How do tuples and arrays work compared to Lua's tables?

Heyo!

I'm a beginner programmer, and am learning Rust. I originally started with Lua, and was able to get a good grasp on tables before deciding to try out Rust

Some Explination:

In Chapter 3.2 (Data Types), they explain Tuples and Arrays a little.

When I was learning how tables worked, I found two posts [1] [2] on Stack Overflow that were really interesting and informative about how it works.

To summarize them:

In Lua, everything is by default assigned as "null", and so doesn't exist. As soon as you assign it to something else, it exists as that value.

When you declare a table, it is essentially a sea of infinite nulls. As soon as you define something in that table, the key for it (by default it's in the array part of the table and given an index value as the key, or if you assign a key it's put in the hash part of the table) is assigned the value instead of a null. So there is no way to delete or remove a variable- only reassigning it to a null.

I realized that my understanding of tables will probably influence how I grasp tuples and arrays. So if there's any differences it will probably cause me confusion, and I would rather ask sooner than later and stop that if I can.

My main question:

From the understanding of how Lua tables work, what would be a good way to think about how tuples and arrays work in Rust?

There isn't really a type in Rust that maps directly to Lua tables. HashMap is close, but it's homogenous over the key and value types that it stores. In other words, you cannot have a HashMap that has both string and integer keys, or whose values are strings, integers, and structs of various shapes. Enums let you cheat a little bit if you really need some kind of duck typing, but they do make it a little harder to work with.

Like a Lua table, getting a key that doesn't exist in a HashMap returns None. So, in some sense an empty HashMap is "a sea of infinite Nones".

The book pages you linked to on tuples and arrays are already pretty good and provide better explanation than I could.

Nothing. Rust arrays and tuples have very little in common with Lua tables.

In Lua, complex data structures are implicitly heap allocated and implicitly follow reference semantics. Tables are no different. In addition, they are arbitrary key-value mappings (since Lua is dynamically-typed) and can grow and shrink.

### EXCERPTED DATA:
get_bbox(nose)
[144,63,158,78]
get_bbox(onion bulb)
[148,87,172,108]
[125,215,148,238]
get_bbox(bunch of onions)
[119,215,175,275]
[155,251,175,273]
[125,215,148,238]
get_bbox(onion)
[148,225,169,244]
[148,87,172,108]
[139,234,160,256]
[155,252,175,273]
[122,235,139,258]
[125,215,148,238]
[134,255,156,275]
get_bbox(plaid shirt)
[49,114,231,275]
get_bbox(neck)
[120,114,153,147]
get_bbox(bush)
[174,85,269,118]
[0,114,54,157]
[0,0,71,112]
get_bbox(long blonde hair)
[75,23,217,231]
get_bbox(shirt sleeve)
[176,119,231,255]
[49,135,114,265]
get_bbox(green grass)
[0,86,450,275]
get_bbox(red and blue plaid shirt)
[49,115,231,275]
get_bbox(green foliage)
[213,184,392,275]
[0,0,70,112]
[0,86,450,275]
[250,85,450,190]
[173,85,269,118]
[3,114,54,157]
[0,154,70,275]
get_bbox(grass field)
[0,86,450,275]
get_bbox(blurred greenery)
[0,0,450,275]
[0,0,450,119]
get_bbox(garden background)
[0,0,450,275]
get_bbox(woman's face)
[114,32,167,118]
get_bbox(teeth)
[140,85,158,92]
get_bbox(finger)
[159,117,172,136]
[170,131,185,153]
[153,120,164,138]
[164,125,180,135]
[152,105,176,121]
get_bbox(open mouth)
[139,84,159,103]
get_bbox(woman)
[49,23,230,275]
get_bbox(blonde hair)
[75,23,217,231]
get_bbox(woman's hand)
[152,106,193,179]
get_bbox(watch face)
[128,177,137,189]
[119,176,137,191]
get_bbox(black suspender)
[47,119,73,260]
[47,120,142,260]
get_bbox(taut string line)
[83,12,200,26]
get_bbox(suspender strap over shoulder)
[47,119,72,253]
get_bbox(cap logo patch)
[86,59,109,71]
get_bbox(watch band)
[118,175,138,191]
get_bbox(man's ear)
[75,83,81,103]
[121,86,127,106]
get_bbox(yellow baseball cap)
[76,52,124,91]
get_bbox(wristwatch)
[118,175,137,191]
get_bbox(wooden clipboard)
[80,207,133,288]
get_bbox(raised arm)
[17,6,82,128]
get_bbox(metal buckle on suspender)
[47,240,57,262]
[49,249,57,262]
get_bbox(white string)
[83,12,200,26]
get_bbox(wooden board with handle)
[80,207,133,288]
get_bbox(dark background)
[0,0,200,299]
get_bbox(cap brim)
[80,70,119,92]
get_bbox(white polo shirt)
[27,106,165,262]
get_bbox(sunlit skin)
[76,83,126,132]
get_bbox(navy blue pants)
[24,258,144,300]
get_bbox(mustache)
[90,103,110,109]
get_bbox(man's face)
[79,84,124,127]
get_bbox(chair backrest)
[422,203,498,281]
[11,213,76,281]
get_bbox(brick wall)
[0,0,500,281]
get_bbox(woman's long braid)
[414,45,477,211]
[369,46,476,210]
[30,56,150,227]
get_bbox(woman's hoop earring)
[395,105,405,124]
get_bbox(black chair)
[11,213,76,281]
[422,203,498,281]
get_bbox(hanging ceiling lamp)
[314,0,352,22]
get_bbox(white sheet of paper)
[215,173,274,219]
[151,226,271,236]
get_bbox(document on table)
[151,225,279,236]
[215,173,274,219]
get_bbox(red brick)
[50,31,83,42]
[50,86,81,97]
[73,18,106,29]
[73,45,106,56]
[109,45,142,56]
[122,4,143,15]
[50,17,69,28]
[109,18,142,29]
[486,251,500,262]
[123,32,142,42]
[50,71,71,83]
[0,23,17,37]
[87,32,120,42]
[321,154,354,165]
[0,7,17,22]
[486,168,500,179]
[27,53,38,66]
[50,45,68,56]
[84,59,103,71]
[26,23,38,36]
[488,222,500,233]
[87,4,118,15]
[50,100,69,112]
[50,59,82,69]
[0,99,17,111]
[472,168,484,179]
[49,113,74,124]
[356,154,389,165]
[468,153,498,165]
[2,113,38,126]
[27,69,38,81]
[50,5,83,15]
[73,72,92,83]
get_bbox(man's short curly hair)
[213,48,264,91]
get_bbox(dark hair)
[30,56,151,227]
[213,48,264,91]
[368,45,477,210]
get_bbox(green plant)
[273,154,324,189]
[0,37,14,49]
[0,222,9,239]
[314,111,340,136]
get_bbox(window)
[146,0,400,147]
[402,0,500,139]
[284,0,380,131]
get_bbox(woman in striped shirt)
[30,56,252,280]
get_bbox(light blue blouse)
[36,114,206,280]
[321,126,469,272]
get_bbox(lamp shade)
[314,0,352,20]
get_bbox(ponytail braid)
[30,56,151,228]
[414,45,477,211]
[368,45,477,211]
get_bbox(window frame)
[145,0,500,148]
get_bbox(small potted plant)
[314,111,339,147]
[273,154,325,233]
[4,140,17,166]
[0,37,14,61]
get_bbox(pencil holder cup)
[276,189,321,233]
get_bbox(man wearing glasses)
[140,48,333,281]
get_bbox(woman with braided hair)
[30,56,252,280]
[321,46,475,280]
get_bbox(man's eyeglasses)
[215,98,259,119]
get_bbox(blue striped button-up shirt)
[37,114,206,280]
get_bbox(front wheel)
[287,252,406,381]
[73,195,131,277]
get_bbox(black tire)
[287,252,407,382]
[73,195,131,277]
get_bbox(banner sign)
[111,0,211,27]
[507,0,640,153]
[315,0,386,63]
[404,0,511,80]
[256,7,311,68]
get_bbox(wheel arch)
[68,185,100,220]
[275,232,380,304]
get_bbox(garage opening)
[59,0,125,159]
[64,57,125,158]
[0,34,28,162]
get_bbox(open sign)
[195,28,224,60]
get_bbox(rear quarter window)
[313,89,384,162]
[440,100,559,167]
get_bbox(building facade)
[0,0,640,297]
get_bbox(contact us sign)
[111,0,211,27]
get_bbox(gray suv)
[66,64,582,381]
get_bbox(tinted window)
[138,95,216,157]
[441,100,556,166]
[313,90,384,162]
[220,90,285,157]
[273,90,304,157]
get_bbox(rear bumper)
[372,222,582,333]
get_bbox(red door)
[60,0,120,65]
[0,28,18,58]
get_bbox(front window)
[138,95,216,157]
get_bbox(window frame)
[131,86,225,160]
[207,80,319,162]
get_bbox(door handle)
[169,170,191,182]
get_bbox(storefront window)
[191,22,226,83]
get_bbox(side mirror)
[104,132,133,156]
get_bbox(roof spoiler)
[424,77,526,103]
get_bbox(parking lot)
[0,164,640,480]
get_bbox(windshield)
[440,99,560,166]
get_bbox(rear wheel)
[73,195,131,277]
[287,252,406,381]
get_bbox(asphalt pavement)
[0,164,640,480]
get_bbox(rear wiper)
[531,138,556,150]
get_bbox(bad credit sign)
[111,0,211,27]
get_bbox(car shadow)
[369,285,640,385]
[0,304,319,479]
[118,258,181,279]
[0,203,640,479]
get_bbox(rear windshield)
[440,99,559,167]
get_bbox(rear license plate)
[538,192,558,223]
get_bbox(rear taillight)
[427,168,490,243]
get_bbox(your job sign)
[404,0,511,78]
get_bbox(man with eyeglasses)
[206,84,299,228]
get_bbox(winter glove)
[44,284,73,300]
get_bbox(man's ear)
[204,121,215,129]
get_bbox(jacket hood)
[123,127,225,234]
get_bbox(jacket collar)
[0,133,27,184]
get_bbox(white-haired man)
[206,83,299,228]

### YOUR OBJECTIVE:
Proceed with the forum thread above on Lua tables versus Rust tuples and arrays, continuing from its final sentence.

### RESULT OF THIS EXERCISE:
In contrast, Rust arrays are value types, they don't implicitly heap allocate, and have a fixed element type and size. Tuples are almost the same, except that they can have fields of different types (and so their fields can't be treated all the same like array items, so they aren't, for example, iterable).

1 Like

I would say that answer is directly related to what we discussed in the other thread.

Lua tables are jack of all trades, master of none.

They combine properties of half-dozen different data structures in Rust: tuple, struct, HashMap, Arc and a bit of enum, too. Probably a few more.

Nothing is declared upfront and you can add almost anything to any table. It's very flexible approach but not very safe.

Thus I would recommend to imagine Rust data structures as as Lua-Tables-optimized-for-a-certain-use-case.

You tell the compiler what you want and compiler keeps track of that.

This is a rectangle and it has height and width? Noted, I would tell you if you would try to put depth there, too.

This is an array and it has 10 elements? Noted, I would tell you if you try to access 11th one,

And so on. Basically amalgamation of everything in one uber-datastructure (typical for dynamically-typed languges) is split into many different datastructures for different needs.

In particular one of the most important achievements of Rust is precisely the opposite of what Lua does: instead of infinite sea if NULLs there are none at all (in unsfe Rust NULL does exist, but that's separate story)!

3 Likes

Interesting, that makes sense!

Hmmm, I've kinda heard about that, but how does that work? How can you not have nulls?

I think that may be a pun: Rust's equivalent (somewhat loosely) of a null value is None. Rather than allowing any variable or field to be null or undefined as in JavaScript, or nil as in Lua, in Rust one can control which variables and fields can be None, and the compiler will, in general, point out places where one forgets to handle the possibility of one of those variables being None, unlike in Lua where one wouldn't get a "attempt to index a nil value" error message until one actually hits that case, which might happen only rarely and create a difficult-to-hunt bug.

Controlling which variables can be None is a special case of how Rust uses a rich type system (for a "curly brace language") to let programmers communicate more of their intent to the compiler, as mentioned in topic 85384:

(I'm writing in general, non-technical terms of "Controlling which variables can be None" because I assume that the Book and other beginner-oriented documentation is better at teaching the mechanics of how to exercise that control than I would be.)

2 Likes

Also note that there is no substantial difference between how Lua tables and Rust hash maps handle missing keys. I actually find the "infinite sea of nils" a really bad analogy. It's actively misleading, for one.

An empty table/map is empty, period. There is no infinity involved whatsoever. It's simply that if a key is not found in a table, you will get nil (in Lua) or None (in Rust) for its value, indicating that there is no corresponding value. Hash tables only ever store the keys they do contain (ignoring various deletion and shrinkage strategies), and as such, their size in memory is a constant times the number of keys. (The reciprocal of this constant is called the load factor, you can google it if you are interested in the details — it's good knowledge understanding how a hash table works.)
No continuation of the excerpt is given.